TASK PROMPT
Images in the records should be skipped while the rest is transcribed verbatim.
===== DATA IN THIS EXERCISE =====
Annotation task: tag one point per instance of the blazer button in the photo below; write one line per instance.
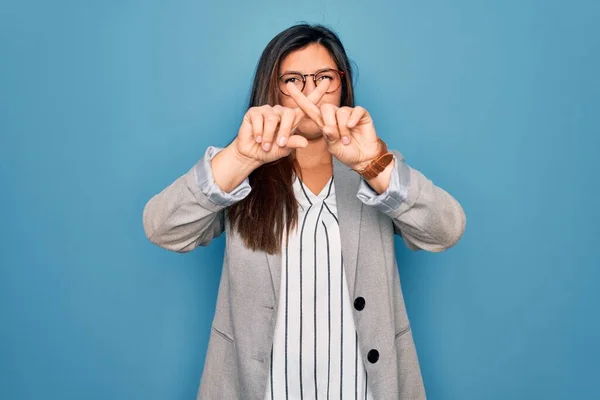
(373, 356)
(359, 303)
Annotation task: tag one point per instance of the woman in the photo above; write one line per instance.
(309, 304)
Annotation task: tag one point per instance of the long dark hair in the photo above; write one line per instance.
(260, 219)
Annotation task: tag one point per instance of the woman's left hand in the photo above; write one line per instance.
(348, 131)
(350, 135)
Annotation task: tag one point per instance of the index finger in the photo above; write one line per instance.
(307, 105)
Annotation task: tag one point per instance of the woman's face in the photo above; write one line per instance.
(309, 60)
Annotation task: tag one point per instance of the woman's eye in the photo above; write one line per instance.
(323, 77)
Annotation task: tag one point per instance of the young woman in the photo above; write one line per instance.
(309, 304)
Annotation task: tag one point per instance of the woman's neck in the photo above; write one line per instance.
(314, 156)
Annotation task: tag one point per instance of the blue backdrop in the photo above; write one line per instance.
(103, 103)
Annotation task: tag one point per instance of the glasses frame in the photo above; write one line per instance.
(314, 77)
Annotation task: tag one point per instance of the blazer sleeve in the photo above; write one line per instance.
(426, 216)
(191, 211)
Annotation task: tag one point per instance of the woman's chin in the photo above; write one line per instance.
(309, 130)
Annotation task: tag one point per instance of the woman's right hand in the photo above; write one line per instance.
(267, 132)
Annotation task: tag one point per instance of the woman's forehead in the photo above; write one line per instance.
(309, 59)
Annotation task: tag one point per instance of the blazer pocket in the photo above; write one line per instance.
(402, 333)
(223, 335)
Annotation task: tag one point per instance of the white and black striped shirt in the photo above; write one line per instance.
(315, 353)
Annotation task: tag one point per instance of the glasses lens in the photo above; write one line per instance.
(333, 76)
(296, 79)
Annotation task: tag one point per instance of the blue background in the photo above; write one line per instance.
(103, 103)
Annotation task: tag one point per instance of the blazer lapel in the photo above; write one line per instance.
(274, 261)
(349, 214)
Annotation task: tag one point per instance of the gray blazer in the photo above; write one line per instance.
(183, 217)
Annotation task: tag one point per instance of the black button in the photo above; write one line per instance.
(359, 303)
(373, 356)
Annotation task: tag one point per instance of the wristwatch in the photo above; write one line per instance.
(378, 164)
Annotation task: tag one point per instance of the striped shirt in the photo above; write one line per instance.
(315, 352)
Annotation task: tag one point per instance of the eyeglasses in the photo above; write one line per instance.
(299, 80)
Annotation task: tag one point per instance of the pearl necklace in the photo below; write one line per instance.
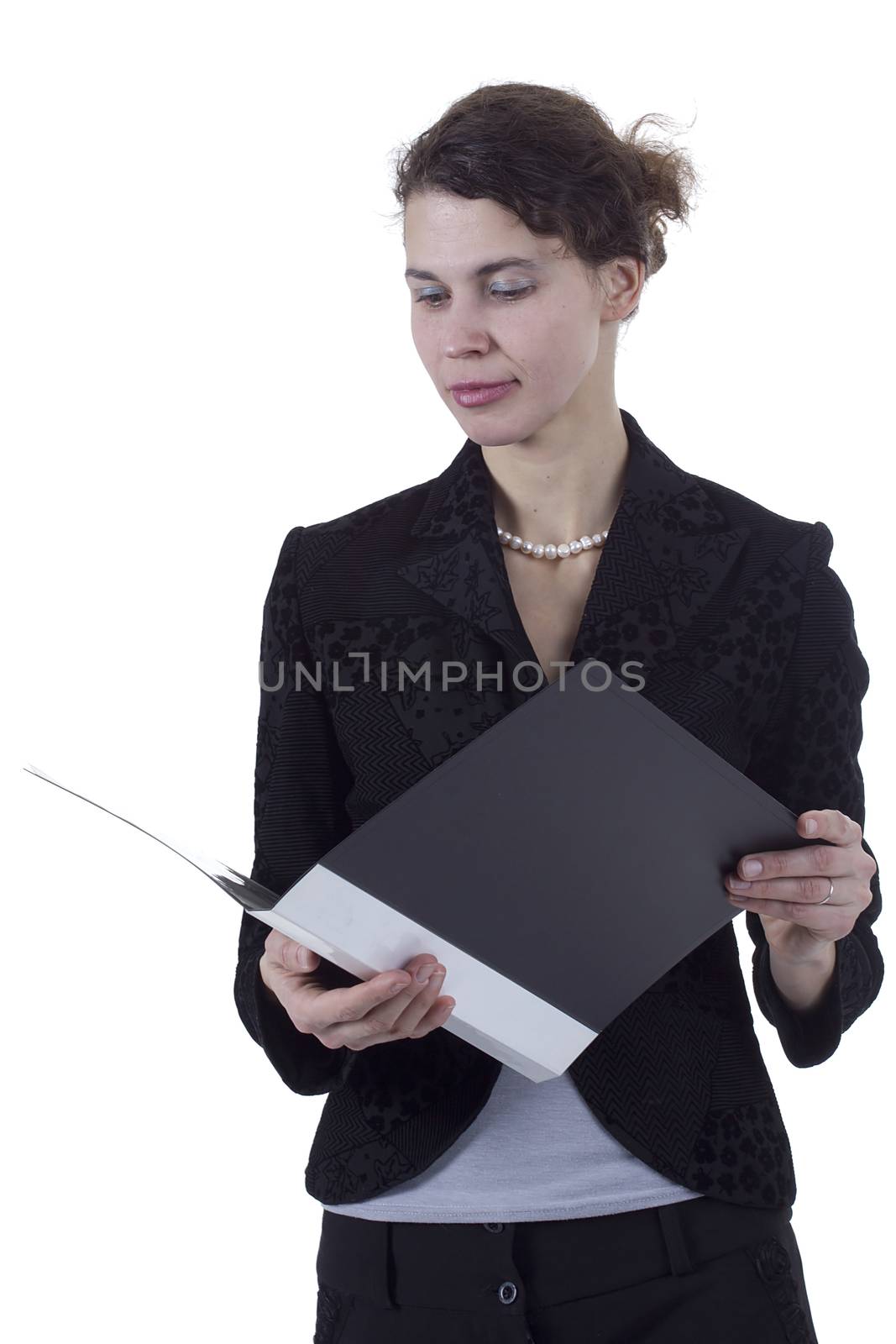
(551, 551)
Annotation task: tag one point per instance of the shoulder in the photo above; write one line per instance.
(795, 548)
(362, 534)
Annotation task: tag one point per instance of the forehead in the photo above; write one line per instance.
(450, 234)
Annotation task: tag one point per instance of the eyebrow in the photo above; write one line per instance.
(488, 269)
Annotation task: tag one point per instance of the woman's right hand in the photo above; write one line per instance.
(355, 1016)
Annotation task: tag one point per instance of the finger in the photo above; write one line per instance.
(832, 826)
(828, 920)
(382, 1023)
(296, 956)
(806, 860)
(810, 889)
(342, 1012)
(436, 1016)
(409, 1021)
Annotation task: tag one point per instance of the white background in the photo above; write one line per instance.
(206, 343)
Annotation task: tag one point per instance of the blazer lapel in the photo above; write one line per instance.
(668, 550)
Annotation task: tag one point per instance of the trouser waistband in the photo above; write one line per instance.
(457, 1265)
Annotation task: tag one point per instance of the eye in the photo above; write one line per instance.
(506, 296)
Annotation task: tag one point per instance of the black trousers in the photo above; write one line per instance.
(701, 1270)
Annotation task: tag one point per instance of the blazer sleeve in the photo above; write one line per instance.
(808, 759)
(301, 781)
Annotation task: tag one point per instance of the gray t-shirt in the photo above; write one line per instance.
(535, 1151)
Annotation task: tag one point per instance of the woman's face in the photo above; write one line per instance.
(542, 324)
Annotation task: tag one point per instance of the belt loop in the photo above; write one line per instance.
(673, 1236)
(387, 1263)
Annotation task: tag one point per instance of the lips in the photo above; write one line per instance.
(476, 386)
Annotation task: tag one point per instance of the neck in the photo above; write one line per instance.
(550, 490)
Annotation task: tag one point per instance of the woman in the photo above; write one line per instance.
(647, 1194)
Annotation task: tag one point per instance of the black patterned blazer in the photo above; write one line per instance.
(745, 635)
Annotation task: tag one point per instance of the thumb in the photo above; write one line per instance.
(304, 958)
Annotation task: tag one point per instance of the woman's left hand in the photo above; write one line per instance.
(786, 891)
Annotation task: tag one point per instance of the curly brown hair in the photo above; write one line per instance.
(553, 159)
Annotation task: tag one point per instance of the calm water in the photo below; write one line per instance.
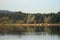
(32, 36)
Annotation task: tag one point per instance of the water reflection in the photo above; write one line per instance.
(32, 36)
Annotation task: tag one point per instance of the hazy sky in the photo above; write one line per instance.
(42, 6)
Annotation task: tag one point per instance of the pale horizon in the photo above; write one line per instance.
(31, 6)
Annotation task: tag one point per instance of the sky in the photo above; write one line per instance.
(31, 6)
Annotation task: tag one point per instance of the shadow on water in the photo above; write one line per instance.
(53, 30)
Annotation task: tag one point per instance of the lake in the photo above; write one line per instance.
(30, 36)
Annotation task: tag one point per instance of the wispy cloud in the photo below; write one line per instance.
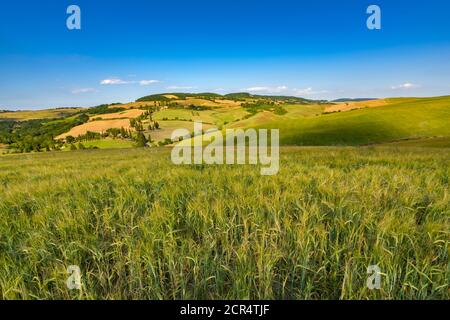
(180, 87)
(114, 81)
(83, 90)
(308, 91)
(285, 90)
(407, 85)
(148, 82)
(117, 81)
(277, 89)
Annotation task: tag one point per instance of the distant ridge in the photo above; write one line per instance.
(231, 96)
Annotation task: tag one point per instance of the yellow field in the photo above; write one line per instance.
(128, 114)
(96, 126)
(38, 114)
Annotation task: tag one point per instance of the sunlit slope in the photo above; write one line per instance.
(401, 119)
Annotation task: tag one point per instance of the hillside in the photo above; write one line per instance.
(398, 119)
(301, 122)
=====
SOLVED EXERCISE
Annotation task: tag one point per instance of the blazer button in the photo below; write one line per instance.
(373, 356)
(359, 303)
Annotation task: tag one point per instance of the woman in the photo above; write one line per instance.
(309, 304)
Annotation task: tag one point per instance of the long dark hair in the photo above; write one line per instance.
(260, 219)
Annotation task: tag one point per instance of the woman's left hand in the photo above; write one line per instance.
(348, 131)
(350, 135)
Annotation task: tag one point per instance of the index finger in the photo above; write one line per instance.
(307, 105)
Annotation task: tag one point per instance of the woman's face in the photo above; write one line per instance.
(309, 60)
Annotation task: tag one point per instance of the woman's eye in the photo above; write one line per instance.
(323, 77)
Annotation task: tag one point per instance of the young woman in the photo above; write one line per instance.
(309, 304)
Annotation task: tag one point per instance of the woman's neck in the photo above; write one line per instance.
(314, 156)
Annotation task: tag one point per instance of the blue backdrop in the photo above; write one line per instance.
(103, 103)
Annotation task: tag one point per instance of the glasses frame in the photo above; write one line per instance.
(314, 77)
Annotation task: tag one point per instance of the blazer sleeve in the photo above; write one line per instance.
(426, 216)
(191, 211)
Annotation task: tag one point per instance of the woman's chin in the photo above; write one line per instance.
(309, 130)
Annotation task: tag one point per instance of the woman's right hand in the photo above; write one line per instance.
(267, 132)
Annotation task: tag one point per instance of the woman's forehead in the photo above; write one line per instance.
(309, 59)
Annotation task: tag one point per instance of the blazer pocket in the photo above; write one line per instance.
(402, 333)
(223, 335)
Annotation task: tag one point per instance of the white and black striped shirt in the photo above; write one line per instance.
(315, 353)
Annotation task: tag one point per instance of the glasses lens in the photo above; write one line per instance.
(333, 76)
(296, 79)
Annotation task: tag one point per instance of the blue background in the photo above; write one line per instance.
(103, 103)
Annotation task: tag one point per instance of the blazer lapel in the photo above; write one line per instance.
(274, 261)
(349, 214)
Annotation task: tag one point per instance of the gray blazer in the photo above; write one line per instance.
(183, 217)
Annotation task: tag one point per instance of the black button in the photo above; write one line per instance.
(359, 303)
(373, 356)
Annotation task: tag one point per instance of the wristwatch in the photo above; write one line per instance.
(378, 164)
Annotation task: tag one point per instance of the striped shirt in the photo above; write one line per instance.
(315, 352)
Annotation task: tag one point per instance of the eyeglasses in the photo above; write one line per instance.
(299, 80)
Annotation task: tag one point per instance of the pearl necklace in the photo below; write one line per instance.
(551, 551)
Annotation task: tag one point per instance of the shoulder in the photo above; write one line per instance.
(795, 548)
(362, 534)
Annotation task: tag one point per instance of the forehead in the photo above; write one line per instance.
(450, 234)
Annotation task: tag one point per instance of the eyebrow in the photo above; write one line per instance.
(488, 269)
Annotation task: tag one point per instance of the woman's right hand in the photo above; write one line per instance.
(355, 1016)
Annotation task: tag one point per instance of the finger in the photo above; write one line per instance.
(832, 826)
(828, 920)
(382, 1023)
(296, 956)
(806, 860)
(810, 889)
(342, 1012)
(436, 1016)
(409, 1021)
Annotation task: tag one point per instance of the white background in the photo above; write one line per instance.
(206, 343)
Annotation task: tag one point per instance of the blazer lapel in the photo above; write one line per instance.
(668, 550)
Annotation task: tag one point per instance of the trouser waistband in the photo above; write one line per instance.
(457, 1265)
Annotation task: tag one point per instance of the eye in the photo above; write one line per instance.
(506, 296)
Annotation task: tag one point per instance of the black trousers in the photo above; write one line per instance.
(701, 1270)
Annotation task: tag one point per instance of the blazer sleeve in the photo above; write one line per instance.
(808, 759)
(301, 781)
Annotation task: tag one point per instance of the gray t-shirt in the photo above; write one line per instance.
(535, 1151)
Annotation task: tag one point per instance of the woman's face in the photo above; write one line per instance.
(542, 324)
Annotation task: tag one point per instance of the belt loop in the photo above; write one line per instance.
(673, 1236)
(387, 1263)
Annotation task: tag one point per instance of the lips in the photo above; write one line per instance.
(476, 386)
Annotation task: tag one point per instance of the neck in the photo above; write one line per instance.
(550, 490)
Annotation task: tag one point per instance of the woman in the photo above; write one line per instance.
(647, 1194)
Annotation task: tag one point per instance of the black patterned blazer in the photo above; write one line per instance.
(745, 635)
Annotation task: tag one point per instance of the thumb in the photo above; write one line per instance.
(304, 958)
Annotation task: tag one point per instance of the woman's left hand in the photo above; write one line per instance.
(786, 891)
Annotation task: tag one point per instance of the curly brown hair in the photo above; write one line per instance.
(553, 159)
Annotation task: tag one point per instance of the calm water in the photo below; write one line per instance.
(32, 36)
Annotation task: tag one point per instance of the water reflection in the photo above; write one line per instance.
(32, 36)
Annotation task: tag one point per instance of the hazy sky in the photo above; write one line per instance.
(42, 6)
Annotation task: tag one point per instance of the pale horizon in the photo above; write one line per instance.
(31, 6)
Annotation task: tag one point per instance of the sky in the photo above; write one line per instance.
(31, 6)
Annotation task: tag one point per instance of the shadow on water in the photo above; write one line per instance.
(53, 30)
Annotation task: tag one point per instance of the lake in the photo above; write one line per instance.
(30, 36)
Annotation task: tag one point per instance of the wispy cloud in the photo below; write one line per instance.
(180, 87)
(114, 81)
(83, 90)
(308, 91)
(285, 90)
(407, 85)
(148, 82)
(117, 81)
(277, 89)
Annotation task: tag one point per instance of the distant ridge in the photo above; write one line per instance.
(231, 96)
Annotation task: tag one point per instance of the yellow field in the photo above; write one line per instance.
(128, 114)
(96, 126)
(38, 114)
Annotation task: tag one point per instance of the sunlit slope in the photo above; write one line per instance.
(401, 119)
Annotation task: tag one point per instance of the hillside in the photo above; write one line per instance.
(398, 119)
(301, 122)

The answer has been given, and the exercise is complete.